▸ **SHORT EXERCISE**
Give back exactly the lines from the one holding "Reviewer note: check that every instance of the bus headlight" to the bottom of the material, both included, and nothing more. No pictures.

start INPUT MATERIAL

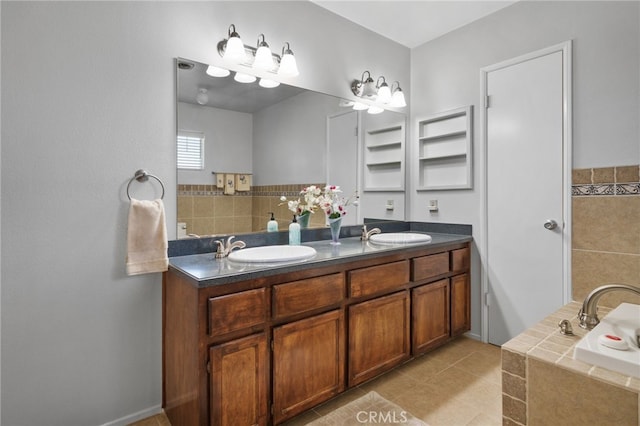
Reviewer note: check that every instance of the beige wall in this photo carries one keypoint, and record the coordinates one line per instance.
(606, 231)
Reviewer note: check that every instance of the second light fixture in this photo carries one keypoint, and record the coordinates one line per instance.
(261, 58)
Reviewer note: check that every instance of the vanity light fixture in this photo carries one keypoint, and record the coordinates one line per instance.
(214, 71)
(378, 92)
(384, 93)
(264, 82)
(234, 47)
(202, 97)
(260, 58)
(397, 97)
(244, 78)
(264, 58)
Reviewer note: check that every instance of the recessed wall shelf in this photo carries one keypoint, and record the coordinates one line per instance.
(444, 150)
(384, 158)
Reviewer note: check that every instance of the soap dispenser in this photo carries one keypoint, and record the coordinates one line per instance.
(294, 232)
(272, 225)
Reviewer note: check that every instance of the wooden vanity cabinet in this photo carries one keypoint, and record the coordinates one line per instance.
(261, 351)
(239, 367)
(430, 316)
(378, 336)
(460, 304)
(308, 363)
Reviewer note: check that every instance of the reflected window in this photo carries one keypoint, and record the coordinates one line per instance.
(190, 150)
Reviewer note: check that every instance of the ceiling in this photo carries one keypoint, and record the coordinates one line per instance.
(412, 23)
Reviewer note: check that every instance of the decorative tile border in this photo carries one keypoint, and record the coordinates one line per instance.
(289, 190)
(606, 181)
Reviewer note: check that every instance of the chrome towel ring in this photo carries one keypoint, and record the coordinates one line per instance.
(143, 176)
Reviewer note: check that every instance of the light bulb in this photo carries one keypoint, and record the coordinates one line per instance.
(397, 100)
(234, 49)
(288, 65)
(244, 78)
(384, 94)
(263, 60)
(214, 71)
(359, 106)
(268, 83)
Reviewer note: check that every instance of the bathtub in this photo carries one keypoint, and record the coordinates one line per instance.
(624, 323)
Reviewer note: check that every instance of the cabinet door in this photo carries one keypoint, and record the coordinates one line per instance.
(378, 336)
(460, 304)
(430, 316)
(238, 382)
(308, 363)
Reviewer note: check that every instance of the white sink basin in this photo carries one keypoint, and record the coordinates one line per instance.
(400, 238)
(272, 254)
(623, 322)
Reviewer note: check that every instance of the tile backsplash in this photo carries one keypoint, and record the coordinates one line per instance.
(606, 231)
(206, 210)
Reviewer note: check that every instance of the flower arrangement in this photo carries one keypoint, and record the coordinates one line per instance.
(334, 204)
(330, 200)
(311, 198)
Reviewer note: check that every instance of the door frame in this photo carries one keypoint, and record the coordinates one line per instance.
(567, 136)
(358, 153)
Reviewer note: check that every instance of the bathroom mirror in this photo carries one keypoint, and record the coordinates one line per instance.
(258, 144)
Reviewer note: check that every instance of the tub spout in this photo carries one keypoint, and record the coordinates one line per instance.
(588, 314)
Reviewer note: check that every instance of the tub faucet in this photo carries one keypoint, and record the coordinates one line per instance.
(588, 314)
(225, 248)
(366, 234)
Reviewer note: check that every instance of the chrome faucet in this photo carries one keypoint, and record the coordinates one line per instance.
(366, 234)
(588, 314)
(225, 248)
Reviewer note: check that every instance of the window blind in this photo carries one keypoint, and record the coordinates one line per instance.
(190, 150)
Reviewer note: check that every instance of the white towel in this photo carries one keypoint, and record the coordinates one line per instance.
(146, 238)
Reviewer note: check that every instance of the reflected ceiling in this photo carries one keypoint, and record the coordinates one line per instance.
(229, 94)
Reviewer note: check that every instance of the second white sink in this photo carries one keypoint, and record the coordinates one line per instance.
(400, 238)
(272, 254)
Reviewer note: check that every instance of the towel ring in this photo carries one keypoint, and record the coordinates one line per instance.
(143, 176)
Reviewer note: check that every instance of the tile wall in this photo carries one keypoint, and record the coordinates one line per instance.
(207, 211)
(606, 231)
(543, 385)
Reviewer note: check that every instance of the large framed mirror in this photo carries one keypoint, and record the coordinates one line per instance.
(241, 147)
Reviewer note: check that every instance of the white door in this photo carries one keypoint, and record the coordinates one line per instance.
(526, 192)
(342, 158)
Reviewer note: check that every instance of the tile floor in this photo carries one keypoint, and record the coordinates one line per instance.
(458, 384)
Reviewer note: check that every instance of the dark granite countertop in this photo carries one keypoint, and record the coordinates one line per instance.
(205, 270)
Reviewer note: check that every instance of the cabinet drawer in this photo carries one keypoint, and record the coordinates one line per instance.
(306, 295)
(237, 311)
(426, 267)
(372, 280)
(460, 260)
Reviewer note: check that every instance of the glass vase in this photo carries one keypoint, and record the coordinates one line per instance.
(335, 225)
(303, 220)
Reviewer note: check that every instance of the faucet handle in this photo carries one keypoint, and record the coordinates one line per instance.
(220, 251)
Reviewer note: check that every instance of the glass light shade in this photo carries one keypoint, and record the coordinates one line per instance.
(264, 82)
(244, 78)
(359, 106)
(234, 51)
(369, 89)
(264, 60)
(397, 100)
(384, 94)
(202, 97)
(288, 66)
(214, 71)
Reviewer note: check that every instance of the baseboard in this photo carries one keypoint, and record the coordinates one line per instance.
(143, 414)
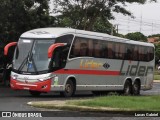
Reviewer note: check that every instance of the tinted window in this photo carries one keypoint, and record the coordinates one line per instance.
(65, 39)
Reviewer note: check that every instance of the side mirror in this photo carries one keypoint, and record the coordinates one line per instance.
(1, 70)
(53, 47)
(6, 48)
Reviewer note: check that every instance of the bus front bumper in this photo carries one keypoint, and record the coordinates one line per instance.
(41, 86)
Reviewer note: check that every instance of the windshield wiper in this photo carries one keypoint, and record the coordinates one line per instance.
(24, 62)
(30, 61)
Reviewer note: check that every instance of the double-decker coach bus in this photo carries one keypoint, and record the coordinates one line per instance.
(66, 60)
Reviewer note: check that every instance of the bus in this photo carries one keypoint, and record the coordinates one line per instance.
(67, 60)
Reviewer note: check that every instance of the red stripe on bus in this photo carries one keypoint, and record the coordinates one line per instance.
(88, 72)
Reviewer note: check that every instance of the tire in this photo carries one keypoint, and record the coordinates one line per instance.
(127, 88)
(136, 88)
(35, 93)
(69, 89)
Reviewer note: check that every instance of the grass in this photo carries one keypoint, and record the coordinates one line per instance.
(145, 103)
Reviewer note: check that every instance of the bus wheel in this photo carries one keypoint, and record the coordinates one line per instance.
(127, 88)
(35, 93)
(136, 88)
(69, 89)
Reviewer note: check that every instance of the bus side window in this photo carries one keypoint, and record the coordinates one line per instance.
(122, 51)
(110, 50)
(117, 51)
(141, 53)
(104, 51)
(150, 54)
(97, 48)
(83, 50)
(90, 48)
(129, 53)
(135, 53)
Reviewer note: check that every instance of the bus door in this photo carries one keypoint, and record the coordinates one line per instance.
(8, 56)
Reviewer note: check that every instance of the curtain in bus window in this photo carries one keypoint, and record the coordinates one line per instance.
(117, 51)
(135, 53)
(150, 54)
(90, 46)
(83, 49)
(122, 51)
(97, 48)
(141, 53)
(110, 50)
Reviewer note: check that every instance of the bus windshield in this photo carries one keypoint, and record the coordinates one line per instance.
(31, 55)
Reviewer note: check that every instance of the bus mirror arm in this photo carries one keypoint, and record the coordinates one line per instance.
(53, 47)
(6, 48)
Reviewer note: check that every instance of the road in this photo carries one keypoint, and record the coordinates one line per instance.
(16, 101)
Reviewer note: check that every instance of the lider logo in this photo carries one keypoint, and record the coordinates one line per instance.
(90, 64)
(133, 70)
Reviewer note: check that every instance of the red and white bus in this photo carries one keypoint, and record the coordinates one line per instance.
(66, 60)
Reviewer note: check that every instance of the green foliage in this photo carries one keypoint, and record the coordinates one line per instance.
(157, 53)
(90, 15)
(18, 16)
(136, 36)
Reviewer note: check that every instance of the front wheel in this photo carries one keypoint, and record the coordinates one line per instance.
(69, 89)
(35, 93)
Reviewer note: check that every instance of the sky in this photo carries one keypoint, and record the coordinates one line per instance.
(147, 19)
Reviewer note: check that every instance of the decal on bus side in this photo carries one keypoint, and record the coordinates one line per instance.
(90, 64)
(133, 70)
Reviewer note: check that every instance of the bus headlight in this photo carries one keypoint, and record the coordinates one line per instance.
(45, 78)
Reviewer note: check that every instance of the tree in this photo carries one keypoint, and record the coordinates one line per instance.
(18, 16)
(157, 53)
(84, 14)
(136, 36)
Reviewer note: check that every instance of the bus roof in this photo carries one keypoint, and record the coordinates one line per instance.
(55, 32)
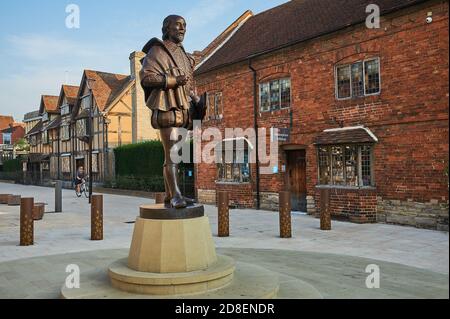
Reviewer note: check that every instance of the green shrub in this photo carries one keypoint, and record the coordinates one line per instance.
(141, 159)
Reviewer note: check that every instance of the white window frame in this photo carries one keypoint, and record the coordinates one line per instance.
(349, 65)
(279, 101)
(10, 138)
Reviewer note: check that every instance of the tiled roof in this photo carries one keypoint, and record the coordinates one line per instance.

end INPUT MATERIAL

▸ **TASK SOLUTION**
Reviewer note: check that every instance of the bus headlight in this photo carries one keypoint, and record the coordinates one line per instance.
(45, 78)
Reviewer note: check that every instance of the tree in this photo carries one keypoint, and record the coordinates one line per instance.
(18, 16)
(157, 53)
(84, 14)
(136, 36)
Reviewer note: check that every instance of the bus roof in this photo carries one keypoint, and record the coordinates one line per instance.
(55, 32)
Reviewer note: check that every instance of the green shrub in this photo carries one keypoint, and record the coordinates one line per instance.
(141, 159)
Reviewer note: check that every instance of the white window frame in this photo carries one keypoint, and record the coordinates one line per instance.
(349, 65)
(279, 101)
(10, 138)
Reviewer note: check that every instance of the tiled roof in this photo carries one keypoint, and record the coordinates one line per instance.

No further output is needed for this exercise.